### EXTRACTED INFORMATION
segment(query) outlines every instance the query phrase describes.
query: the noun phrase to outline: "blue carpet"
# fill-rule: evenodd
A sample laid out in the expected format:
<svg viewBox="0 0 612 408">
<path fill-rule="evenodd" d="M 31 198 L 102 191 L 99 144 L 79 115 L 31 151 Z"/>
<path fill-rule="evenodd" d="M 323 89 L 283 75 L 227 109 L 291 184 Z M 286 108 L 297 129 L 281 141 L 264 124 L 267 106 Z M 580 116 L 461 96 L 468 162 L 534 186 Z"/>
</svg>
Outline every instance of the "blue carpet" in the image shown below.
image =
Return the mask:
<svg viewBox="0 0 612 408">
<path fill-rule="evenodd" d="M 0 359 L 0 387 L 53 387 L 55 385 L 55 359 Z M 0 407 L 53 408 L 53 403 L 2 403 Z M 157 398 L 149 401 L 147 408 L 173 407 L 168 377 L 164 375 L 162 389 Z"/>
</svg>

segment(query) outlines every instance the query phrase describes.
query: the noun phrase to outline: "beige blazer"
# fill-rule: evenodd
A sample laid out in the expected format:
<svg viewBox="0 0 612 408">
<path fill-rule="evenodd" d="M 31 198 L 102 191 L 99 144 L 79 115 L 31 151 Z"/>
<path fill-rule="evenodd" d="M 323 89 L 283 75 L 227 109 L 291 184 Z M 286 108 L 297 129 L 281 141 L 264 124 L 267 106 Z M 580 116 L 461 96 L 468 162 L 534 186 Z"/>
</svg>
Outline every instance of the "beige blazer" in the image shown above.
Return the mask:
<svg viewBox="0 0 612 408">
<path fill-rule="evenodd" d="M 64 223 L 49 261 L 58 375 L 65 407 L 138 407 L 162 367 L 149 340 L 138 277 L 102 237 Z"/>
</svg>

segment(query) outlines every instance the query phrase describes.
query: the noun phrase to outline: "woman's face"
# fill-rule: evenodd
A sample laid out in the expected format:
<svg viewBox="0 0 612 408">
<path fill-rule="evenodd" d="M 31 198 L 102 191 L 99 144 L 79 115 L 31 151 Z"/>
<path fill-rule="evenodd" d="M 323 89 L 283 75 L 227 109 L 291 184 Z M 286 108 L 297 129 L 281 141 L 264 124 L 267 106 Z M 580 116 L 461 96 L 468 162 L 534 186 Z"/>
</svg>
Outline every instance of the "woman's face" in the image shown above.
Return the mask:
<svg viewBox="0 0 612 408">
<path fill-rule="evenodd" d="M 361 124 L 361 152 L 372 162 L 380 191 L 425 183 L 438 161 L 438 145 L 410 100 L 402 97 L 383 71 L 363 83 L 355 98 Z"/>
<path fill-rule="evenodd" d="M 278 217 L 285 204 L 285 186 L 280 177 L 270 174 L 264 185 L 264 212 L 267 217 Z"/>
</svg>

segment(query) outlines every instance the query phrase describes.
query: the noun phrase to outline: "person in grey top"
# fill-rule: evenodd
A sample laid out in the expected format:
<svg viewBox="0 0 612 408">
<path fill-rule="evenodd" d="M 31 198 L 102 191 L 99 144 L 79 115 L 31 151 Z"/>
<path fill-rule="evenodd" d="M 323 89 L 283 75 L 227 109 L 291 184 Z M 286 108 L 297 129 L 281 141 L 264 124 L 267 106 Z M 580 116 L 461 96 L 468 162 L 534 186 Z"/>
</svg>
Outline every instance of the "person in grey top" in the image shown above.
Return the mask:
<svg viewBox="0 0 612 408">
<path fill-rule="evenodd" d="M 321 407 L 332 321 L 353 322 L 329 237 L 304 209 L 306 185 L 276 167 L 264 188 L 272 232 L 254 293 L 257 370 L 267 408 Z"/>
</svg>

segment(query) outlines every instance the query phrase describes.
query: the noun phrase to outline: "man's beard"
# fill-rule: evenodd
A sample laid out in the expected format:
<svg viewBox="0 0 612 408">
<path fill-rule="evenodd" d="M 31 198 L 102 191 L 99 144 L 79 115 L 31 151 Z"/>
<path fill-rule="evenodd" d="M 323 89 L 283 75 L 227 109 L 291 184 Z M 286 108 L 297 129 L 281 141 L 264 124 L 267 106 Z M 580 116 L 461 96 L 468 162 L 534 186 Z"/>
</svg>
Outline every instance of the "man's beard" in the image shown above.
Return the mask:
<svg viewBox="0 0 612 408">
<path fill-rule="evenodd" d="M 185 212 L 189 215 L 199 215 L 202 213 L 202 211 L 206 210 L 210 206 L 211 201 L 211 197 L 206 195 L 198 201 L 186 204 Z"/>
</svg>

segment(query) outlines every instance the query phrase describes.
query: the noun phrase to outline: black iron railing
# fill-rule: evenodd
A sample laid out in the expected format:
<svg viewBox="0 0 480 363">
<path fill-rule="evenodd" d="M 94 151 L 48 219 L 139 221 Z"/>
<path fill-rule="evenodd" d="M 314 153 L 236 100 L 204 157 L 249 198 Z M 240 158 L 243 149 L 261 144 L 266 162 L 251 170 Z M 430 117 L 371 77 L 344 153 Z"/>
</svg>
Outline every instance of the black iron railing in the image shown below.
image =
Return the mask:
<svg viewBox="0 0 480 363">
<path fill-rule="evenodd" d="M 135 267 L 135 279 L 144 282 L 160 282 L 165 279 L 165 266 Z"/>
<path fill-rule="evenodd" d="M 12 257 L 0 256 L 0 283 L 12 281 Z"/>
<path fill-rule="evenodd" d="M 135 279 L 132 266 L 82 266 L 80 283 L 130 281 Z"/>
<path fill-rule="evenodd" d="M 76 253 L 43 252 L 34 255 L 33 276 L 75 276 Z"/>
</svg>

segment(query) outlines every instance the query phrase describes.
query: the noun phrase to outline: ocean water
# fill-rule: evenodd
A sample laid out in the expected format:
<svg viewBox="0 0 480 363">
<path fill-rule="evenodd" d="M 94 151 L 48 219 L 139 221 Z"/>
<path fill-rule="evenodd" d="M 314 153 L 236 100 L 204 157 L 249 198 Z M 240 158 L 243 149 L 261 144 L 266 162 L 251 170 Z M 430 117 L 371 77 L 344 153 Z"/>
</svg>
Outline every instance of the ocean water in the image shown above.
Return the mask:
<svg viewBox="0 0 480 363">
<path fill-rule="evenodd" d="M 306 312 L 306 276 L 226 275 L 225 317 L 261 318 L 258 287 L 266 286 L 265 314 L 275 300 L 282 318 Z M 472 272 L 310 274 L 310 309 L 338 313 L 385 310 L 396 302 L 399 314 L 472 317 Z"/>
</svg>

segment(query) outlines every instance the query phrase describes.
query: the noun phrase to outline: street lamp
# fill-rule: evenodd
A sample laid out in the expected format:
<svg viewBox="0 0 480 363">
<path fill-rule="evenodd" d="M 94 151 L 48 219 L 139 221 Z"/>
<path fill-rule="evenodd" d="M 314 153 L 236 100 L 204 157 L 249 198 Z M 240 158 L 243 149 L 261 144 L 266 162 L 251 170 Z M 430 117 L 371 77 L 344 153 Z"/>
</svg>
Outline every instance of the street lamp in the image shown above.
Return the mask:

### JOB
Copy out the full listing exactly.

### FULL ANSWER
segment(query) outlines every instance the query phrase describes.
query: the noun phrase to outline: "blue carpet"
# fill-rule: evenodd
A sample laid out in the expected format:
<svg viewBox="0 0 612 408">
<path fill-rule="evenodd" d="M 31 198 L 102 191 L 99 144 L 79 115 L 31 151 Z"/>
<path fill-rule="evenodd" d="M 323 89 L 283 75 L 227 109 L 291 184 Z M 286 108 L 297 129 L 281 141 L 264 124 L 267 106 Z M 580 116 L 461 96 L 468 162 L 534 186 Z"/>
</svg>
Outline every instance of the "blue carpet" in the image shown below.
image =
Return the mask:
<svg viewBox="0 0 612 408">
<path fill-rule="evenodd" d="M 0 359 L 0 387 L 53 387 L 55 385 L 55 359 Z M 0 407 L 53 408 L 53 403 L 2 403 Z M 157 398 L 149 401 L 147 408 L 173 407 L 168 377 L 164 375 L 162 389 Z"/>
</svg>

segment(query) outlines every instance the query phrase describes.
query: the noun phrase to outline: "beige blazer"
# fill-rule: evenodd
A sample laid out in the expected format:
<svg viewBox="0 0 612 408">
<path fill-rule="evenodd" d="M 31 198 L 102 191 L 99 144 L 79 115 L 31 151 Z"/>
<path fill-rule="evenodd" d="M 323 89 L 283 75 L 227 109 L 291 184 Z M 286 108 L 297 129 L 281 141 L 264 124 L 267 106 Z M 580 116 L 461 96 L 468 162 L 534 186 Z"/>
</svg>
Outline every instance of the "beige blazer" in the image shown above.
Return the mask:
<svg viewBox="0 0 612 408">
<path fill-rule="evenodd" d="M 64 223 L 49 261 L 58 375 L 65 407 L 138 407 L 162 367 L 149 340 L 138 277 L 102 237 Z"/>
</svg>

segment(query) outlines every instance the query phrase describes.
query: the noun phrase to outline: "woman's face"
# fill-rule: evenodd
A sample laid out in the expected format:
<svg viewBox="0 0 612 408">
<path fill-rule="evenodd" d="M 31 198 L 102 191 L 99 144 L 79 115 L 31 151 Z"/>
<path fill-rule="evenodd" d="M 323 89 L 283 75 L 227 109 L 291 184 Z M 286 108 L 297 129 L 281 141 L 264 124 L 267 106 Z M 580 116 L 461 96 L 468 162 L 534 186 Z"/>
</svg>
Outline every instance of the "woman's face" in the image shown above.
Return the mask:
<svg viewBox="0 0 612 408">
<path fill-rule="evenodd" d="M 361 124 L 361 152 L 372 162 L 380 191 L 425 183 L 438 161 L 438 145 L 410 100 L 402 97 L 383 71 L 363 83 L 355 98 Z"/>
<path fill-rule="evenodd" d="M 278 217 L 285 204 L 285 186 L 280 177 L 270 174 L 264 185 L 264 212 L 267 217 Z"/>
</svg>

segment(query) outlines every instance the query phrase describes.
query: the noun phrase to outline: "person in grey top"
# fill-rule: evenodd
A sample laid out in the expected format:
<svg viewBox="0 0 612 408">
<path fill-rule="evenodd" d="M 31 198 L 102 191 L 99 144 L 79 115 L 31 151 Z"/>
<path fill-rule="evenodd" d="M 323 89 L 283 75 L 227 109 L 291 184 Z M 286 108 L 297 129 L 281 141 L 264 124 L 267 106 Z M 580 116 L 461 96 L 468 162 L 534 186 Z"/>
</svg>
Outline every instance of the "person in grey top" in the image shown above.
Return the mask:
<svg viewBox="0 0 612 408">
<path fill-rule="evenodd" d="M 321 407 L 332 321 L 353 322 L 329 237 L 304 209 L 306 185 L 276 167 L 264 188 L 272 232 L 254 293 L 257 370 L 267 408 Z"/>
</svg>

segment(query) outlines every instance the query phrase describes.
query: the noun phrase to outline: "man's beard"
# fill-rule: evenodd
A sample laid out in the expected format:
<svg viewBox="0 0 612 408">
<path fill-rule="evenodd" d="M 31 198 L 102 191 L 99 144 L 79 115 L 31 151 Z"/>
<path fill-rule="evenodd" d="M 323 89 L 283 75 L 227 109 L 291 184 Z M 286 108 L 297 129 L 281 141 L 264 124 L 267 106 Z M 580 116 L 461 96 L 468 162 L 534 186 Z"/>
</svg>
Outline every instance of the "man's beard" in the image shown above.
Return the mask:
<svg viewBox="0 0 612 408">
<path fill-rule="evenodd" d="M 185 212 L 189 215 L 199 215 L 202 213 L 202 211 L 206 210 L 210 206 L 211 201 L 211 197 L 206 195 L 198 201 L 186 204 Z"/>
</svg>

segment(query) outlines every instance the query phrase describes.
query: the noun phrase to outline: black iron railing
# fill-rule: evenodd
A sample laid out in the expected format:
<svg viewBox="0 0 480 363">
<path fill-rule="evenodd" d="M 94 151 L 48 219 L 139 221 Z"/>
<path fill-rule="evenodd" d="M 314 153 L 236 100 L 204 157 L 249 198 Z M 240 158 L 243 149 L 261 144 L 266 162 L 251 170 Z M 430 117 L 371 77 L 344 153 Z"/>
</svg>
Outline every instance of the black iron railing in the image shown below.
image =
Return the mask:
<svg viewBox="0 0 480 363">
<path fill-rule="evenodd" d="M 135 267 L 135 279 L 144 282 L 160 282 L 165 279 L 165 266 Z"/>
<path fill-rule="evenodd" d="M 12 257 L 0 256 L 0 283 L 12 281 Z"/>
<path fill-rule="evenodd" d="M 135 279 L 132 266 L 82 266 L 80 283 L 130 281 Z"/>
<path fill-rule="evenodd" d="M 76 253 L 43 252 L 34 255 L 33 276 L 75 276 Z"/>
</svg>

segment(query) outlines every instance the query phrase describes.
query: the noun phrase to outline: ocean water
# fill-rule: evenodd
A sample laid out in the expected format:
<svg viewBox="0 0 480 363">
<path fill-rule="evenodd" d="M 94 151 L 48 219 L 139 221 Z"/>
<path fill-rule="evenodd" d="M 314 153 L 236 100 L 204 157 L 249 198 Z M 240 158 L 243 149 L 261 144 L 266 162 L 251 170 Z M 430 117 L 371 77 L 344 153 Z"/>
</svg>
Outline every instance of the ocean water in the image shown above.
Return the mask:
<svg viewBox="0 0 480 363">
<path fill-rule="evenodd" d="M 306 312 L 306 276 L 226 275 L 225 317 L 261 318 L 258 287 L 266 286 L 265 314 L 275 300 L 282 318 Z M 472 272 L 310 274 L 310 309 L 338 313 L 385 310 L 396 302 L 399 314 L 472 317 Z"/>
</svg>

segment(query) outlines every instance the query phrase describes.
query: the noun phrase to outline: street lamp
# fill-rule: evenodd
A sample laid out in the expected format:
<svg viewBox="0 0 480 363">
<path fill-rule="evenodd" d="M 94 151 L 48 219 L 139 221 Z"/>
<path fill-rule="evenodd" d="M 314 153 L 236 100 L 204 157 L 249 198 Z M 240 158 L 243 149 L 261 144 L 266 162 L 251 170 Z M 430 117 L 371 77 L 344 153 Z"/>
</svg>
Outline every instance of the street lamp in the image shown above.
Return the mask:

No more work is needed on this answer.